* **What you should do**:
How many lines in the records below contain the word "frame"? Reply with the number alone.

Object detection data:
####

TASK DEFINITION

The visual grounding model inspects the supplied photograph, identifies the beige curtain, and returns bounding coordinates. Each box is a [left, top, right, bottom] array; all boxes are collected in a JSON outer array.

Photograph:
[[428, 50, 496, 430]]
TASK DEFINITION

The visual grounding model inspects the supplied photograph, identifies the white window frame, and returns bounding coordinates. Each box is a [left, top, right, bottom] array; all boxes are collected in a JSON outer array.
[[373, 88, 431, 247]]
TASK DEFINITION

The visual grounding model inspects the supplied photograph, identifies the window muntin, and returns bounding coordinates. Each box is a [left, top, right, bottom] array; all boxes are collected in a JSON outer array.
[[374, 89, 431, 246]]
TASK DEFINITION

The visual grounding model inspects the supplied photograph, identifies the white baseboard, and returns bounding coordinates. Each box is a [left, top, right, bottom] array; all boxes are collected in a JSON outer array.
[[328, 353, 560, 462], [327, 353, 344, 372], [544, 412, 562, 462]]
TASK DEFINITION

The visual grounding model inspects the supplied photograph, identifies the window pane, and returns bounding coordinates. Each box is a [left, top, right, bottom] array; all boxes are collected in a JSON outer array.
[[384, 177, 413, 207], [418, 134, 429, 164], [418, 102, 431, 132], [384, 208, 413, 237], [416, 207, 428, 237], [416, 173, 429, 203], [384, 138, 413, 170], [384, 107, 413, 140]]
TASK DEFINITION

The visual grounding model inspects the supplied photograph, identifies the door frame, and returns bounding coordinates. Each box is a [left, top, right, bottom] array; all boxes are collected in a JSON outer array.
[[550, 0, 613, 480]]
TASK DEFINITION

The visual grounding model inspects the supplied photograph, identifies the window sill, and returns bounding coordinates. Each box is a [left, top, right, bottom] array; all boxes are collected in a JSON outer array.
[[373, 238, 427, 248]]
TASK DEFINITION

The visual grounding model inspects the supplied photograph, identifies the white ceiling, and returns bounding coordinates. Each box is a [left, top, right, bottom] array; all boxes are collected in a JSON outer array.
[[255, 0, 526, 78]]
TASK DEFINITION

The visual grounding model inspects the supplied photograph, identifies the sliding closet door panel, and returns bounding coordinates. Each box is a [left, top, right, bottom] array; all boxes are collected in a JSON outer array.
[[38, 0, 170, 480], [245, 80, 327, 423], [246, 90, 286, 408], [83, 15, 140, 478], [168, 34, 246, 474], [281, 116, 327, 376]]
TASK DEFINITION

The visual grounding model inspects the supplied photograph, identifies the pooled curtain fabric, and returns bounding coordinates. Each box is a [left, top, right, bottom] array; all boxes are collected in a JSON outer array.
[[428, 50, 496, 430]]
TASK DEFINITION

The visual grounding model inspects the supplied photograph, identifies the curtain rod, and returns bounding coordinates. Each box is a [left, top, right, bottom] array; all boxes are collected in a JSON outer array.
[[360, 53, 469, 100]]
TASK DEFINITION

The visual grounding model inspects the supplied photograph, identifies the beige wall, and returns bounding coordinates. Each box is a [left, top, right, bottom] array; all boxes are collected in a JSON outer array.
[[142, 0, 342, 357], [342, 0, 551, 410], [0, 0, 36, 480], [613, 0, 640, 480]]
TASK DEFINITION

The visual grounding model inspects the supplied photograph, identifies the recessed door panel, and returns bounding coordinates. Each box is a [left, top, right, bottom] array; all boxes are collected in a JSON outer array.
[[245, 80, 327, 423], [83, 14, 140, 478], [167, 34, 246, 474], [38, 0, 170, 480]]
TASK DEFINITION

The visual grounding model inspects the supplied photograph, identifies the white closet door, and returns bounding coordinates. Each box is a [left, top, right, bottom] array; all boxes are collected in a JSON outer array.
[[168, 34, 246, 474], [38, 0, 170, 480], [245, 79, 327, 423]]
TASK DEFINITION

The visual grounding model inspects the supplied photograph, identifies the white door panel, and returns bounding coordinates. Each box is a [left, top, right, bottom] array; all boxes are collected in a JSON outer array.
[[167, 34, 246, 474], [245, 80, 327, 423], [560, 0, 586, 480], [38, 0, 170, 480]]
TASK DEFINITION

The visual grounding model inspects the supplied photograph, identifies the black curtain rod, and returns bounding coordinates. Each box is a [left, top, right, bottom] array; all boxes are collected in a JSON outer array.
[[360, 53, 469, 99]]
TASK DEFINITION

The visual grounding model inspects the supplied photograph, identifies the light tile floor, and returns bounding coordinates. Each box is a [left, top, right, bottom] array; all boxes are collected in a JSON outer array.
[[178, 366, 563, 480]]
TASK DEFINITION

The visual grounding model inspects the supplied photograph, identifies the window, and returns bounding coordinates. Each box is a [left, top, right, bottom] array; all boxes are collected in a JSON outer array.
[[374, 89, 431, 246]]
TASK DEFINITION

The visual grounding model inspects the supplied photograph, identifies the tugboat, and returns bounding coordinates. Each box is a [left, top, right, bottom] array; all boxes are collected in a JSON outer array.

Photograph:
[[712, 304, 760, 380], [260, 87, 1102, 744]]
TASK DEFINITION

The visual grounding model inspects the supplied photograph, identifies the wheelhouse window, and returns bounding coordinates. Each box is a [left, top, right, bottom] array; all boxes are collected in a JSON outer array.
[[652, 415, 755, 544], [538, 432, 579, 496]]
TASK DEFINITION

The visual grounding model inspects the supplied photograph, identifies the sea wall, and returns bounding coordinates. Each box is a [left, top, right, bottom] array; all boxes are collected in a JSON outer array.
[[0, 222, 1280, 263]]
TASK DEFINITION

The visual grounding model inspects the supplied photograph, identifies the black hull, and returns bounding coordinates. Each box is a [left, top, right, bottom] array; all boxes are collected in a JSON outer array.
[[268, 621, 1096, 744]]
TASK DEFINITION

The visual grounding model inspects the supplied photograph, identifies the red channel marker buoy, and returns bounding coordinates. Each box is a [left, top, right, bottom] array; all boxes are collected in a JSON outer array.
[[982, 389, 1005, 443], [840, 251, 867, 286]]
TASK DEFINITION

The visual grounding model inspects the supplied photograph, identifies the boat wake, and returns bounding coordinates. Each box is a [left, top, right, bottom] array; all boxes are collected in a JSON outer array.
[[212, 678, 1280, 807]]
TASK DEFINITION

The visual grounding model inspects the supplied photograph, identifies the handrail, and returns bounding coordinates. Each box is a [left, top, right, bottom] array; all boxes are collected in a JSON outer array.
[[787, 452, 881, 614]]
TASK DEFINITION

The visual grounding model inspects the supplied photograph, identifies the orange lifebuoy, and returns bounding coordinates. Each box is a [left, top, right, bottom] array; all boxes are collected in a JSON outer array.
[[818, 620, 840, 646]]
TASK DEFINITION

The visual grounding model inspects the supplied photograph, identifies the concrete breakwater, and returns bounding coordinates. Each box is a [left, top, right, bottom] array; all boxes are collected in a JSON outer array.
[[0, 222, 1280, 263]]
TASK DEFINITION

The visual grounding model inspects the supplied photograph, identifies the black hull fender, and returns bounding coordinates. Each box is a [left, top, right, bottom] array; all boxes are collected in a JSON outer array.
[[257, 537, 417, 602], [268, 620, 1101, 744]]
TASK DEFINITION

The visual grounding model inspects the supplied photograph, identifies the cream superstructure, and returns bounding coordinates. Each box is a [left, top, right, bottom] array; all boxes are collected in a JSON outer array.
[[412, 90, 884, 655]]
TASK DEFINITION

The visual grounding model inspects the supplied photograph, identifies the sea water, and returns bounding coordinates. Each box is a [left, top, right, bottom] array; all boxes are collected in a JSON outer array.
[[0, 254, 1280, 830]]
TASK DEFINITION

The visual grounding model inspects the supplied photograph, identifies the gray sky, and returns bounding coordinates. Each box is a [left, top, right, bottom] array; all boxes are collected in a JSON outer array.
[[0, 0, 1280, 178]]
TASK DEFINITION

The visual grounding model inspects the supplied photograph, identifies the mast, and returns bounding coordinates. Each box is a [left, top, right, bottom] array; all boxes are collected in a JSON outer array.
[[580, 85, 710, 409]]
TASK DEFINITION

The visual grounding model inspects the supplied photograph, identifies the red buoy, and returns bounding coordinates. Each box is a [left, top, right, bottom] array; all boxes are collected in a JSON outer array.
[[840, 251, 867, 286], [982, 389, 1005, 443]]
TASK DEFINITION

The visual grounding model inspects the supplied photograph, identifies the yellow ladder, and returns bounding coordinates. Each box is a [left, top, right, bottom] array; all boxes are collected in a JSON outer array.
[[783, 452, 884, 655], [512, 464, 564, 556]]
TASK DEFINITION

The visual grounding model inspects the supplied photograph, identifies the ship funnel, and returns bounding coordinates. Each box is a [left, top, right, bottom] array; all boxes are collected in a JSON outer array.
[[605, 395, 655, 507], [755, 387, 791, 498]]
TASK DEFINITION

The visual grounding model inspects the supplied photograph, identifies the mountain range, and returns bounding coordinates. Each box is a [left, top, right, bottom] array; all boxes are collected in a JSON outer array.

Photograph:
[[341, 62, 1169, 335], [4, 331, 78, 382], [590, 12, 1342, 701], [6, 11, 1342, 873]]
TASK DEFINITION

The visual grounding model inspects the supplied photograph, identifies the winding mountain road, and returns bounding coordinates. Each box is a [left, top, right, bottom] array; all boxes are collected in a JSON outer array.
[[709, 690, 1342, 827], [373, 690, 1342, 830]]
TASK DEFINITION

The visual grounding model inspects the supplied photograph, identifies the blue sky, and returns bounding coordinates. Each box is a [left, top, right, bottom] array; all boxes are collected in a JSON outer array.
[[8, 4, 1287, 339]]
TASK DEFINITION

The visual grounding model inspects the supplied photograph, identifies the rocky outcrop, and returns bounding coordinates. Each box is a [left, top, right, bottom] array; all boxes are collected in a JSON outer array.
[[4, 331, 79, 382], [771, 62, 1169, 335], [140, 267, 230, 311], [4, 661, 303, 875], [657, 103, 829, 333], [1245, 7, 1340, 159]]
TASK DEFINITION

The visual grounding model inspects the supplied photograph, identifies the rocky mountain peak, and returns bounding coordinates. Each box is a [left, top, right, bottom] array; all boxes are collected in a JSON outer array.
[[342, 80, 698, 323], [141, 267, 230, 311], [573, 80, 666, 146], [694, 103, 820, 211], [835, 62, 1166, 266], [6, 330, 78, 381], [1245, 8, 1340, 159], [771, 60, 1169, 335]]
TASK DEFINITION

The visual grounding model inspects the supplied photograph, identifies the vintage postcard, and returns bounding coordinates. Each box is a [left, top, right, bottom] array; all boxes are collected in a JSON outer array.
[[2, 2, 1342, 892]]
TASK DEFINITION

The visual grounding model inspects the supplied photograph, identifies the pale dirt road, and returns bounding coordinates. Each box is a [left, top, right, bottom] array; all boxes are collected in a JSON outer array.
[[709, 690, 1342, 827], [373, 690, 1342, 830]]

####

* **Answer below**:
2